**STATED GOAL 1**
Answer these questions using the forum thread on tools for shaping knife handles below:
(a) What size belt sander does Dave Martell suggest, and with what size disk?
(b) Where are Nicholson cabinetmakers rasps made these days?
(c) Which grits of 6x48 belt does Marko Tsourkan recommend buying?
**STATED GOAL 2**
Copy out the part of the forum thread on shaping knife handles below, from "One thing that" down to "manual tool setup.", word for word.
**STATED GOAL 3**
Continue the forum thread on tools for shaping knife handles below from the point where it stops.

# Shaping handles:Tool recommendations



## Line cooked (Aug 5, 2011)

I would like to start doing some western rehandle work for some of my stuff. Any tool recommendations(Hand files, belt sander, etc) would be appreciated. Trying not to break the bank but don't want junk either.


----------



## Dave Martell (Aug 5, 2011)

If you're only going to do a few here and there you could probably do well with a cheap-o Harbor Freight drill press & 1x30 belt sander (with 6" disk - important for flattening the scales), a 4" buffing wheel with arbor (to go in the drill press), some white rouge, sandpaper (coarse & fine), and some drill bits (carbide needed if drilling the tangs) . That'd be the basics unless you want to go tribal and use files and sandpaper only.


----------



## Line cooked (Aug 5, 2011)

You rock Dave....Thank you much!!!!


----------



## jmforge (Aug 5, 2011)

One thing that is great for roughing out wood handles is a Nicholson cabinetmakers rasp. Karl Anderson, who had a long career in furniture making and high end piano restoration before getting into knives turned me onto them. They are made in Brazil by hand these day, bloody expensive, but they work like a charm. It is the same type of rasp that the bespoke shoemakers in London use to make lasts, which are the individual "molds" of the customers foot. They cut fairly aggressively, but, for some reason, the finish that they leave seems to be easier to smooth out with sandpaper than the finish left by say a 36-40 grit belt.


----------



## Marko Tsourkan (Aug 5, 2011)

Dave listed a simple powertool setup. Here is a manual tool setup. 

*Granite plate* (9x12 Woodcraft $42 with shipping) for flattening scales and handle after it is assembled and cured. Spray with adhesives and line it with a abrasives sheet (I prefer cloth backed)

*Vise* - number of choices, from a pipe vise that is most suitable for shaping handles, to a typical bench vise. I would buy an old Wilton from Ebay (bullet vise is the best) over any imports. Not even a nanosecond of hesitation.

*Coping saw* will be adequate for profiling handle scales before you assemble the handle and shape it. You would need to pick blades that are suitable to cut material you will be using.

You can drill holes in the scales with a *hand drill*, but you need to have a steady hand. *Drill press* (American-made vintage) would be my preference. Also, if you install corby-style bolts, you have to use a countersink drill bit, so a drill press will give you much better control. Besides, a drill press is a power tool EVERYBODY ought to own, especially if you live in a house. 

*Hacksaw* for cutting off excess pin stock and bolts. 

*Round and half-round files* will do most shaping. I would get course and medium. I have both #49 and #50 Nicholson rasps and while they work OK, for a fast stock removal, nothing beats coarse or a Bastard (between coarse and Second cut) files. 

*Strips of sanding belt *(cloth backed strips from larger belts will work best and you can have in longer strips). Buy 6x48 good quality belt in different grits (60, 100, 180) and it will last you a long time. Final sanding with sandpaper. I prefer 3M Emperial to any other brands. 

As you imagine, this will put you in the center of all action, but you should be able to complete a handle with this setup.

Marko


----------



## Line cooked (Aug 5, 2011)

**DATA SUPPLIED**
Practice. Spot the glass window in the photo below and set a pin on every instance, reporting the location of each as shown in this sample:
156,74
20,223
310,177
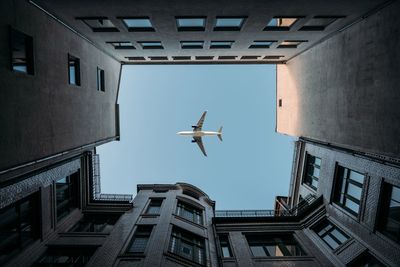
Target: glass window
67,195
189,212
348,188
96,223
151,45
318,23
225,246
291,43
229,23
100,80
187,245
74,75
261,44
122,45
221,44
331,234
63,256
274,245
140,239
99,24
154,206
19,226
191,23
389,216
192,44
313,167
138,24
280,24
21,52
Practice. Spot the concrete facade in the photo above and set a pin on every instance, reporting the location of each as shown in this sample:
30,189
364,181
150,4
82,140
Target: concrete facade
162,15
42,115
344,91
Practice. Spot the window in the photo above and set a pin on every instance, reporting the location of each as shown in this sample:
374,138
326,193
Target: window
99,24
100,80
67,195
313,166
348,189
192,44
187,245
261,44
140,239
290,44
181,57
65,256
281,23
96,223
274,245
204,57
19,226
151,45
122,45
226,57
366,260
135,58
221,44
21,52
229,23
158,58
189,212
249,57
74,72
319,23
154,206
226,251
389,217
331,234
139,24
191,23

**OUTPUT 1**
(a) A 1x30 belt sander with a 6" disk.
(b) In Brazil, by hand.
(c) 60, 100, and 180.

**OUTPUT 2**
One thing that is great for roughing out wood handles is a Nicholson cabinetmakers rasp. Karl Anderson, who had a long career in furniture making and high end piano restoration before getting into knives turned me onto them. They are made in Brazil by hand these day, bloody expensive, but they work like a charm. It is the same type of rasp that the bespoke shoemakers in London use to make lasts, which are the individual "molds" of the customers foot. They cut fairly aggressively, but, for some reason, the finish that they leave seems to be easier to smooth out with sandpaper than the finish left by say a 36-40 grit belt.


----------



## Marko Tsourkan (Aug 5, 2011)

Dave listed a simple powertool setup. Here is a manual tool setup.

**OUTPUT 3**
As always,vthe inforamtion found here is plentiful and fantastic:biggrin: 
Thank you all


----------



## AnxiousCowboy (Aug 6, 2011)

I have a belt sander that I've been shaping my handles on, and I live near you.


----------



## Line cooked (Aug 6, 2011)

AnxiousCowboy said:


> I have a belt sander that I've been shaping my handles on, and I live near you.


 
Thanks for the offer....maybe I should pick up a drill press....then we are both half way there.....the only thing I would néed after that is time


----------



## AnxiousCowboy (Aug 7, 2011)

Line cooked said:


> he only thing I would néed after that is time


 
Let me know where to find some of that stuff...


----------



## Lefty (Aug 7, 2011)

Marko, do you mean a drill press like this?


----------



## jmforge (Aug 7, 2011)

Nice. There is an old Rockwell that looks like that sitting in my late uncle's garage in Ohio, I have to figure out how to get it, a micro-mill, lathe and anvil down to Florida in a 3 series BMW. No substitute for those old bulletproof American machines.


Lefty said:


> Marko, do you mean a drill press like this?


----------



## Marko Tsourkan (Aug 8, 2011)

Lefty said:


> Marko, do you mean a drill press like this?


 
that's a lowly old Walker Turner or Delta. It's missing cover (not essential, as long as you don't try to change belt as the press is running) and could use some lubrication and some scrubbing with Scotch-Brite pads and WD40 but ultimately, it is a fine press. Looks like you can get easily a few more decades of service out of it.

I traded my landlord a Walker Turner for some improvement work, but have not time to work on it. 
M


----------



## Lefty (Aug 8, 2011)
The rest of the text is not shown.